• **Prompt**: Present every line of the listing below as a Markdown table with the columns Row and Text, where Row numbers the lines and blank lines are skipped. Leave the pictures out of the table.

• **Data extract**:
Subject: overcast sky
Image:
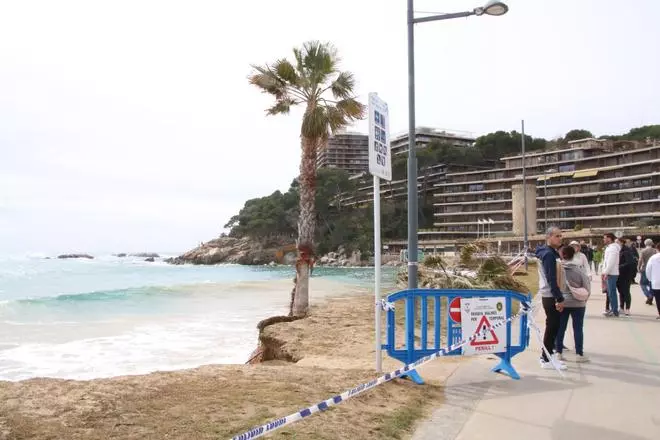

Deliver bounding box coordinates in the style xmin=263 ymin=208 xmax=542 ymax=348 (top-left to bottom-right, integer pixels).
xmin=0 ymin=0 xmax=660 ymax=254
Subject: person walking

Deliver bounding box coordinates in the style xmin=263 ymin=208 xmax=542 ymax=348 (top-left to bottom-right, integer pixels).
xmin=560 ymin=241 xmax=590 ymax=278
xmin=555 ymin=246 xmax=591 ymax=362
xmin=601 ymin=232 xmax=621 ymax=318
xmin=580 ymin=240 xmax=594 ymax=273
xmin=536 ymin=226 xmax=566 ymax=370
xmin=644 ymin=243 xmax=660 ymax=319
xmin=637 ymin=238 xmax=657 ymax=306
xmin=594 ymin=247 xmax=603 ymax=275
xmin=626 ymin=240 xmax=639 ymax=284
xmin=616 ymin=239 xmax=637 ymax=316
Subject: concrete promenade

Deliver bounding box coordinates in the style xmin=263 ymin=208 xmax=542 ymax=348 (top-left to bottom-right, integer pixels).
xmin=412 ymin=279 xmax=660 ymax=440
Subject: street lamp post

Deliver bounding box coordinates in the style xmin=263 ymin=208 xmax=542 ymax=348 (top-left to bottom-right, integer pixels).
xmin=408 ymin=0 xmax=509 ymax=289
xmin=520 ymin=119 xmax=536 ymax=272
xmin=543 ymin=170 xmax=548 ymax=230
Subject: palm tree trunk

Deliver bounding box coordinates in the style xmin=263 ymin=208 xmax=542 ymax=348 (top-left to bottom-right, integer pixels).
xmin=290 ymin=138 xmax=317 ymax=316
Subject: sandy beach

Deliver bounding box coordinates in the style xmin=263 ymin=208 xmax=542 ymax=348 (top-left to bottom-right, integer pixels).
xmin=0 ymin=279 xmax=442 ymax=440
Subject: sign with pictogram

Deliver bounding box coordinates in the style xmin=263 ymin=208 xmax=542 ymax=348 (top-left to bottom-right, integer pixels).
xmin=449 ymin=296 xmax=461 ymax=324
xmin=470 ymin=315 xmax=500 ymax=347
xmin=461 ymin=297 xmax=506 ymax=355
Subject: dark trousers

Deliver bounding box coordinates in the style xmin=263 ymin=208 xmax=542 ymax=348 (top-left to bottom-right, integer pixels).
xmin=541 ymin=298 xmax=561 ymax=362
xmin=616 ymin=276 xmax=632 ymax=309
xmin=556 ymin=307 xmax=587 ymax=355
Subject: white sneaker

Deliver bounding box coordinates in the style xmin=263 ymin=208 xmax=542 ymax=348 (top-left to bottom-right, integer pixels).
xmin=540 ymin=359 xmax=566 ymax=370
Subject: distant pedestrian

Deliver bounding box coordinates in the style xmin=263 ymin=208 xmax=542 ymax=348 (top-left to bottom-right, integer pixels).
xmin=637 ymin=238 xmax=657 ymax=305
xmin=580 ymin=240 xmax=594 ymax=272
xmin=536 ymin=227 xmax=566 ymax=370
xmin=616 ymin=239 xmax=637 ymax=316
xmin=555 ymin=246 xmax=591 ymax=362
xmin=594 ymin=247 xmax=603 ymax=275
xmin=626 ymin=240 xmax=639 ymax=284
xmin=601 ymin=233 xmax=621 ymax=318
xmin=644 ymin=243 xmax=660 ymax=319
xmin=570 ymin=241 xmax=591 ymax=276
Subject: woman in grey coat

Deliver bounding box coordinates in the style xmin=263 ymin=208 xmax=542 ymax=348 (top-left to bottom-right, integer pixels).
xmin=555 ymin=246 xmax=591 ymax=362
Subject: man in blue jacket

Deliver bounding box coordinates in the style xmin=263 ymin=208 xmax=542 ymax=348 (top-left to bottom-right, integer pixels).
xmin=536 ymin=226 xmax=566 ymax=370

• **Problem solution**:
| Row | Text |
|---|---|
| 1 | Subject: overcast sky |
| 2 | Image: |
| 3 | Deliver bounding box coordinates in the style xmin=263 ymin=208 xmax=542 ymax=348 (top-left to bottom-right, integer pixels). |
| 4 | xmin=0 ymin=0 xmax=660 ymax=254 |
| 5 | Subject: person walking |
| 6 | Deliver bounding box coordinates in the style xmin=263 ymin=208 xmax=542 ymax=348 (top-left to bottom-right, integer pixels). |
| 7 | xmin=560 ymin=241 xmax=590 ymax=278 |
| 8 | xmin=555 ymin=246 xmax=591 ymax=362 |
| 9 | xmin=601 ymin=232 xmax=621 ymax=318 |
| 10 | xmin=580 ymin=240 xmax=594 ymax=273 |
| 11 | xmin=536 ymin=226 xmax=566 ymax=370 |
| 12 | xmin=644 ymin=243 xmax=660 ymax=319 |
| 13 | xmin=637 ymin=238 xmax=657 ymax=306 |
| 14 | xmin=594 ymin=247 xmax=603 ymax=275 |
| 15 | xmin=626 ymin=240 xmax=639 ymax=284 |
| 16 | xmin=616 ymin=239 xmax=637 ymax=316 |
| 17 | Subject: concrete promenade |
| 18 | Deliver bounding box coordinates in the style xmin=263 ymin=208 xmax=542 ymax=348 (top-left to bottom-right, integer pixels). |
| 19 | xmin=412 ymin=279 xmax=660 ymax=440 |
| 20 | Subject: street lamp post |
| 21 | Deliver bounding box coordinates in the style xmin=263 ymin=208 xmax=542 ymax=348 (top-left to bottom-right, integer pixels). |
| 22 | xmin=408 ymin=0 xmax=509 ymax=289 |
| 23 | xmin=520 ymin=119 xmax=536 ymax=272 |
| 24 | xmin=543 ymin=170 xmax=548 ymax=230 |
| 25 | Subject: palm tree trunk |
| 26 | Deliver bounding box coordinates in the style xmin=263 ymin=208 xmax=542 ymax=348 (top-left to bottom-right, integer pixels). |
| 27 | xmin=290 ymin=138 xmax=317 ymax=316 |
| 28 | Subject: sandy beach |
| 29 | Deliver bounding box coordinates in the style xmin=263 ymin=208 xmax=542 ymax=348 (top-left to bottom-right, integer pixels). |
| 30 | xmin=0 ymin=279 xmax=442 ymax=440 |
| 31 | Subject: sign with pictogram |
| 32 | Deliver bounding box coordinates in the style xmin=263 ymin=208 xmax=542 ymax=348 (top-left to bottom-right, integer pixels). |
| 33 | xmin=449 ymin=296 xmax=461 ymax=324 |
| 34 | xmin=470 ymin=315 xmax=500 ymax=347 |
| 35 | xmin=461 ymin=297 xmax=506 ymax=355 |
| 36 | Subject: dark trousers |
| 37 | Deliver bounding box coordinates in the style xmin=263 ymin=208 xmax=542 ymax=348 (top-left to bottom-right, integer pixels). |
| 38 | xmin=541 ymin=298 xmax=561 ymax=362 |
| 39 | xmin=616 ymin=276 xmax=632 ymax=309 |
| 40 | xmin=556 ymin=307 xmax=587 ymax=355 |
| 41 | Subject: white sneaker |
| 42 | Deliver bounding box coordinates in the style xmin=263 ymin=208 xmax=542 ymax=348 (top-left to bottom-right, integer pixels). |
| 43 | xmin=540 ymin=359 xmax=566 ymax=370 |
| 44 | Subject: distant pedestrian |
| 45 | Deliver bounding box coordinates in the style xmin=263 ymin=208 xmax=542 ymax=348 (top-left to bottom-right, integer pixels). |
| 46 | xmin=637 ymin=238 xmax=657 ymax=305 |
| 47 | xmin=580 ymin=240 xmax=594 ymax=272 |
| 48 | xmin=536 ymin=227 xmax=566 ymax=370 |
| 49 | xmin=616 ymin=239 xmax=637 ymax=316 |
| 50 | xmin=555 ymin=246 xmax=591 ymax=362 |
| 51 | xmin=594 ymin=247 xmax=603 ymax=275 |
| 52 | xmin=626 ymin=240 xmax=639 ymax=284 |
| 53 | xmin=601 ymin=233 xmax=621 ymax=318 |
| 54 | xmin=644 ymin=243 xmax=660 ymax=319 |
| 55 | xmin=570 ymin=241 xmax=591 ymax=276 |
| 56 | Subject: woman in grey coat |
| 57 | Deliver bounding box coordinates in the style xmin=263 ymin=208 xmax=542 ymax=348 (top-left to bottom-right, integer pixels). |
| 58 | xmin=555 ymin=246 xmax=591 ymax=362 |
| 59 | Subject: man in blue jacket |
| 60 | Deliver bounding box coordinates in the style xmin=263 ymin=208 xmax=542 ymax=348 (top-left to bottom-right, integer pixels). |
| 61 | xmin=536 ymin=226 xmax=566 ymax=370 |